* [PAGE]:
B. If a successor custodian is not designated by the
Fund, or by the Custodian in accordance with the preceding
paragraph, or the designated successor cannot or will not serve,
the Fund shall, upon the delivery by the Custodian to the Fund of
all Securities (other than Securities held in the Book-Entry
System which cannot be delivered to the Fund) and moneys then
owned by the Fund, be deemed to be the custodian for the Fund,
and the Custodian shall thereby be relieved of all duties and
responsibilities pursuant to this Agreement, other than the duty
with respect to Securities held in the Book-Entry System, which
cannot be delivered to the Fund, which shall be held by the
Custodian in accordance with this Agreement.
ARTICLE Xl
MISCELLANEOUS
A. Appendix A sets forth the names and the signatures of
all Authorized Persons, as certified by the Secretary of the
Fund. The Fund agrees to furnish to the Custodian a new Appendix
A in form similar to the attached Appendix A, if any present
Authorized Person ceases to be an Authorized Person or if any
other or additional Authorized Persons are elected or appointed.
Until such new Appendix A shall be received, the Custodian shall
be fully protected in acting under the provisions of this
Agreement upon Oral Instructions or signatures of the then
current Authorized Persons as set forth in the last delivered
Appendix A.
B. No recourse under any obligation of this Agreement or
for any claim based thereon shall be had against any organizer,
shareholder, Officer, Director, past, present or future as such,
of the Fund or of any predecessor or successor, either directly
or through the Fund or any such predecessor or successor, whether
by virtue of any constitution, statute or rule of law or equity,
or be the enforcement of any assessment or penalty or otherwise;
it being expressly agreed and understood that this Agreement and
the obligations thereunder are enforceable solely against the
Fund, and that no such personal liability whatever shall attach
to, or is or shall be incurred by, the organizers, shareholders,
Officers, Directors of the Fund or of any predecessor or
successor, or any of them as such. To the extent that any such
liability exists, it is hereby expressly waived and released by
the Custodian as a condition of, and as a consideration for, the
execution of this Agreement.
C. The obligations set forth in this Agreement as having
been made by the Fund have been made by the Board Of Directors,
acting as such Directors for and on behalf of the Fund, pursuant
to the authority vested in them under the laws of the State of
Maryland, the Articles of Incorporation and the By-Laws of the
Fund. This Agreement has been executed by Officers of the Fund as
officers, and not individually, and the obligations contained
herein are not binding upon any of the Directors, Officers,
agents or holders of shares, personally, but bind only the Fund.
D. Provisions of the Prospectus and any other documents
(including advertising material) specifically mentioning the
Custodian (other than merely by name and address) shall be
reviewed with the Custodian by the Fund prior to publication
and/or dissemination or distribution, and shall be subject to the
consent of the Custodian.

* [SUPPLIED DATA]:
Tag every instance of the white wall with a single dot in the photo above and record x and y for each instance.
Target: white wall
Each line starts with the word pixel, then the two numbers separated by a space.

* [REQUESTS]:
**A)** Summarize the custody agreement excerpt in three sentences.
**B)** Carry the custody agreement excerpt forward from its final sentence.
None of the data is needed here.

* [EXPECTED OUTPUTS]:
**A)** If no successor custodian is designated or the designated one cannot or will not serve, the Fund is deemed its own custodian once the Custodian delivers the Securities and moneys the Fund owns. The Custodian is then relieved of its duties, except for Securities held in the Book-Entry System that cannot be delivered to the Fund. Appendix A lists the Authorized Persons and must be replaced when they change, the Agreement's obligations bind only the Fund and not its organizers, shareholders, Officers or Directors personally, and documents that specifically mention the Custodian must be reviewed with it and are subject to its consent.

**B)**
E. Any notice or other instrument in writing, authorized
or required by this Agreement to be given to the Custodian, shall
be sufficiently given if addressed to the Custodian and mailed or
delivered to it at its offices at Star Bank Center, 000 Xxxxxx
Xxxxxx, X. X. 0000, Xxxxxxxxxx, Xxxx 00000, attention Mutual Fund
Custody Department, or at such other place as the Custodian may
from time to time designate in writing.
F. Any notice or other instrument in writing, authorized
or required by this Agreement to be given to the Fund shall be
sufficiently given when delivered to the Fund or on the second
business day following the time such notice is deposited in the
U.S. mail postage prepaid and addressed to the Fund at its office
at 0000 Xxxxxxxxxx Xxxxxx, Xxxxxxxx, Xxxxxxx 00000 or at such
other place as the Fund may from time to time designate in
writing.
G. This Agreement, with the exception of the Appendices, may
not be amended or modified in any manner except by a written
agreement executed by both parties with the same formality as
this Agreement, and authorized and approved by a resolution of
the Board Of Directors of the Fund.
H. This Agreement shall extend to and shall be binding
upon the parties hereto, and their respective successors and
assigns; provided, however, that this Agreement shall not be
assignable by the Fund or by the Custodian, and no attempted
assignment by the Fund or the Custodian shall be effective
without the written consent of the other party hereto.
I. This Agreement shall be construed in accordance with the
laws of the State of Ohio.
J. This Agreement may be executed in any number of
counterparts, each of which shall be deemed to be an original,
but such counterparts shall, together, constitute only one
instrument.
IN WITNESS WHEREOF, the parties hereto have caused this
Agreement to be executed by their respective Officers, thereunto
duly authorized as of the day and year first above written.
ATTEST: X.X. Xxxxxxxx and Associates
_______________________________ By:____________________________
Title:_________________________
ATTEST: Star Bank, N.A.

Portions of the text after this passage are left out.